* Begin Document excerpt *

ADI / PlutoSDR / PySDR are powerful tools for transmitting IQ samples. Here's how to transmit FM data with them, which can then be received, e.g., via a ham radio handset. I'll also try to explain how the whole transmission business works – however, my understanding of high frequency data transmission witchery is not that good (yet), so you'd better double-check anything you find here.
Note that emitting FM transmissions may be considered illegal depending on your jurisdiction, TX power, EIRP, and/or frequency band. This example is going to use the ham radio band, which requires you to have a license and mention your callsign in transmissions in all countries that I am aware of.
No lawyers or regulators were harmed in the making of this blog post (I do have a valid ham radio license and call sign. DF7LUX meowing here!).
Software Setup
See the pysdr.org documentation for a detailed how-to. In my case (Debian unstable), installing the required dependencies (libad9361-dev, libaio-dev), activating a Python3 virtualenv, and running the following commands within it was sufficient.
git clone --branch v0.0.14 https://github.com/analogdevicesinc/pyadi-iio.git
cd pyadi-iio
pip3 install --upgrade pip
pip3 install -r requirements.txt
pip install setuptools scipy
python3 setup.py install
Basics
PySDR / PlutoSDR works with IQ samples and applies them to a carrier frequency by itself.
Its tx function takes a bunch of samples and blocks until they have been transmitted.
First, we need to define some basic parameters.
Here, we're going to use 100,000 samples per tx call and a 1 MHz PySDR sample rate.
Our FM transmission will use a maximum deviation of 12.5 kHz, which seems to work best for my Radioddity GD77.
We're also going to use the ham radio 144.6 MHz band for this test.
n_samples_per_tx = 100_000
sdr_sample_rate = 1_000_000
fm_deviation = 12_500
fm_carrier = 144_600_000
Now, in order to get started, we need to import some modules:
import adi
import numpy as np
import time
import scipy.io
import scipy.signal
Reading in a WAV file
Given a 16-bit signed WAV file, we can use scipy.io.wavfile to load it.
wav_sample_rate, data = scpiy.io.wavfile.read("some audio that includes your callsign.wav")
We're going to do a simple mono transmission, so in case the file holds stereo data, we'll throw away the second channel:
len(data.shape) == 2:
data = data[:, 0]
The WAV file holds 16-bit signed data (-32767 to 32768), whereas PySDR expects its samples to be 15-bit signed (-16383 to 16384) and the operations we're going to perform later assume floating point data in the range -1 to 1. Hence, we scale all samples to be within [-1, 1].
data = data / 2**15
Resampling
WAV files typically have a sample rate of 44.1 or 48 kHz; our SDR expects 1 MHz. So, for every sample in the WAV file, we must pass (roughly) 20 samples to the SDR.

* End Document excerpt *
* Begin Data rows *

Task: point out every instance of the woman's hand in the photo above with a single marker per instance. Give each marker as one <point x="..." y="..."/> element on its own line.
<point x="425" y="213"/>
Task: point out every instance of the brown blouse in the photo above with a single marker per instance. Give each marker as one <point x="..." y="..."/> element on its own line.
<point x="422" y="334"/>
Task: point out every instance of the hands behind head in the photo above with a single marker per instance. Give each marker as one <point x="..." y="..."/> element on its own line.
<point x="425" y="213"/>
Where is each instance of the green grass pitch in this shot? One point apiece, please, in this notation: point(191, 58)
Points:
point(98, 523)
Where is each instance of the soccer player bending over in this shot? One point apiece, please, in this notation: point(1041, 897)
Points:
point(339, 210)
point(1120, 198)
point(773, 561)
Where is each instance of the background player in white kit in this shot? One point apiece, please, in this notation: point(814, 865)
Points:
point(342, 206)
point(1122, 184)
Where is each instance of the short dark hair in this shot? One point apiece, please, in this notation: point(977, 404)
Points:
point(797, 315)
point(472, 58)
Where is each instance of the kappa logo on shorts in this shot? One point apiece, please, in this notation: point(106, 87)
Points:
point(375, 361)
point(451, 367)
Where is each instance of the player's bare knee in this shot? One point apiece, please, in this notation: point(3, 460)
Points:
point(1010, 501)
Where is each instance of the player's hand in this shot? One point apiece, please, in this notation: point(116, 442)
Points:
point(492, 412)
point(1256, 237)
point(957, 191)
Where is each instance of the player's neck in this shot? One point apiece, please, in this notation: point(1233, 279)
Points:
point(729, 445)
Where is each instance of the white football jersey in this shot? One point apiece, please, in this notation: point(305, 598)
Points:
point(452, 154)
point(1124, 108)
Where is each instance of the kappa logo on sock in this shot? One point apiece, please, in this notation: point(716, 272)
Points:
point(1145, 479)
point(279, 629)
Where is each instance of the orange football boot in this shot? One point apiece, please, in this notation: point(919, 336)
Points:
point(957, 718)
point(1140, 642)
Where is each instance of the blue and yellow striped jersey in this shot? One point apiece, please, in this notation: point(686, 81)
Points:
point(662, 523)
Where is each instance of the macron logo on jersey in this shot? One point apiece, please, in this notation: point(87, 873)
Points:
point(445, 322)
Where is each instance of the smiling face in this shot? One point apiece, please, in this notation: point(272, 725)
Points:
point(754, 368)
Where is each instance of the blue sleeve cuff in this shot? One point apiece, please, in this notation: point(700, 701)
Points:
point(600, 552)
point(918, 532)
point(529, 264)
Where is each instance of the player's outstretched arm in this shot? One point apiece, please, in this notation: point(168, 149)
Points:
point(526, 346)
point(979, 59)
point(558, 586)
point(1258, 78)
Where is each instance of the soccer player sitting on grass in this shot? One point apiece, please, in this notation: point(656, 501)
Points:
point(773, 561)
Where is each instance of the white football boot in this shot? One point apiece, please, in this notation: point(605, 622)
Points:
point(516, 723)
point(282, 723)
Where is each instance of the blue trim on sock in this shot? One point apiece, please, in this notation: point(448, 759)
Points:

* End Data rows *

Tasks to perform:
**1.** Answer these questions about the PlutoSDR post:
(a) What maximum FM deviation does it use?
(b) What carrier frequency does it pick for the test?
(c) To what range are the WAV samples scaled?
**2.** Return the lines of the listing from the line containing "Where is each instance of the smiling" through the end of the listing, both ends included.
The PlutoSDR post and the listing have no connection to each other.

Solutions per task:
**1.**
(a) 12.5 kHz
(b) 144.6 MHz
(c) -1 to 1

**2.**
Where is each instance of the smiling face in this shot? One point apiece, please, in this notation: point(272, 725)
Points:
point(754, 368)
Where is each instance of the blue sleeve cuff in this shot? One point apiece, please, in this notation: point(700, 701)
Points:
point(600, 552)
point(918, 532)
point(529, 264)
Where is each instance of the player's outstretched arm in this shot? One point apiece, please, in this notation: point(168, 149)
Points:
point(526, 346)
point(979, 59)
point(558, 586)
point(1258, 78)
Where is each instance of the soccer player sitting on grass in this shot? One point apiece, please, in this notation: point(656, 501)
Points:
point(773, 561)
Where is each instance of the white football boot in this shot? One point apiece, please, in this notation: point(605, 622)
Points:
point(516, 723)
point(282, 723)
Where is each instance of the blue trim on sock in this shot? One point apiece, please, in this notation: point(448, 759)
Points:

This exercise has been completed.